### Objective
In the forum thread on the LM317 voltage-setting pot, what current does audioguru calculate for the 240 ohm resistor with 1.25V across it?

## Begin Source

It's also wise to connect the wiper and one endpoint together to prevent exactly what's happening to you.

 

[alec_t]

What output voltage do you have? With the pot set close to max (i.e.the wiper shunts most of it) the 240 ohm resistor will pass ~4mA per volt of output. So at 25V output, say, the pot current will be ~ 100mA. As that is going through a tiny part of the resistance track it may well be enough to cook it, especially if the pot is a miniature type. Could you make the resistor, say, 1k? (That would, of course, reduce the adjustment range the pot provides).

 

[wombweller]

Hi Again

Tried on breadboard and was successful without any issue.

Thanks for all the input makes my understanding much better so thanks again.

Kind regards Mark

 

[wombweller]

Many thanks Ron!!

 

[audioguru]

You need a minimum load of 5mA or else the thing wont regulate.

Absolutely not!
Only "typical and better" LM317 ICs need a current of 5mA. Weak but passing ones need 10mA provided by changing the 240 ohm resistor (used for an expensive LM117) to 120 ohms and cutting the value of the pot in half.

The datasheet does not show the correct schematic for the voltage-setting pot. You probably connected it so it shorts the output. My schematic is correct.

ALL circuits in the datasheet (and all over the internet) show the 240 ohm resistor used with the more expensive LM117. If 240 ohms is used with a weak but passing LM317 then its output voltage rises without a load (no regulation) as explained in the datasheet.

 

[audioguru]

What output voltage do you have? With the pot set close to max (i.e.the wiper shunts most of it) the 240 ohm resistor will pass ~4mA per volt of output. So at 25V output, say, the pot current will be ~ 100mA.

Absolutely not!
The current in the pot is the micro-amps from the ADJ pin plus the 5mA from the 240 ohm resistor. 5.005mA is nowhere near the 100mA you said.

When the pot is set to a low voltage (its resistance is low, not high) then it has a current of only 5.005mA, not 100mA.
With the output voltage set to 25V then if the current in the 5k pot is 100mA then it has 500V (!) across it.

 

[alec_t]

The current in the pot is the micro-amps from the ADJ pin plus the 5mA from the 240 ohm resistor.

Can you please explain where you get the 5mA figure from? Correct me if I'm wrong (and I'm sure you or some other kind soul will ), but if Vout = 25V (perhaps due to a delayed response by the regulator or a voltage spike from interference or feedback from an inductive load, or as a result of a poor connection between the pot R2 and the adjustment terminal of the regulator) the current to ground via R1 and R2 is Vout/(R1 + R2). If R2 is set at the extreme position where most of its resistance is bridged by the wiper then R2 ~ 0. So the current is 25V/240 ohm = ~ 100mA, albeit perhaps briefly. That current flows through R1 and the unbridged part of R2 and may be enough to blow R2.

 

[audioguru]

The 240 ohm resistor for an LM117 has 1.25V across it. Then its current is 1.25/240= 5.2mA.
The 120 ohm resistor for an LM317 also has 1.25V across it. Then Ohm's Law says its current is 10.4mA.
The amount of power in the resistors is almost nothing.

If the pot is set to a very low resistance then the output voltage of the regulator will be close to only 1.25V (the lowest output voltage of an LM317) so the resistors will not get warm.

## End Source
## Begin Entries

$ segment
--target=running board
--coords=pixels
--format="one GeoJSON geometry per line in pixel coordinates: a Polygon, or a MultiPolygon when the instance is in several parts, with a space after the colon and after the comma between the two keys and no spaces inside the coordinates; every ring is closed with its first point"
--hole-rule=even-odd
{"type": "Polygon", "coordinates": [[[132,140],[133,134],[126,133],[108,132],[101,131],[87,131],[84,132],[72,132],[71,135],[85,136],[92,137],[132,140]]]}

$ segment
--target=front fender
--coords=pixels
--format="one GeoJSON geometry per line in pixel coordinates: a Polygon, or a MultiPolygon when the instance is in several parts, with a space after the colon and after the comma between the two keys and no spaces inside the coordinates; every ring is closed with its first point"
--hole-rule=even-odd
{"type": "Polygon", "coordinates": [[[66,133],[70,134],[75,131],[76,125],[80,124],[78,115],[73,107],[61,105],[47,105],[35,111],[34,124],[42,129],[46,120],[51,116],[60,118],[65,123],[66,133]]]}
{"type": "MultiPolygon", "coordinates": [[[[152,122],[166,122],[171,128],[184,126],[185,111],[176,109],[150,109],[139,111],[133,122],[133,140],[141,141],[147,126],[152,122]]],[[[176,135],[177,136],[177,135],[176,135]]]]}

## End Entries

### Response to the task
1.25/240 = 5.2mA.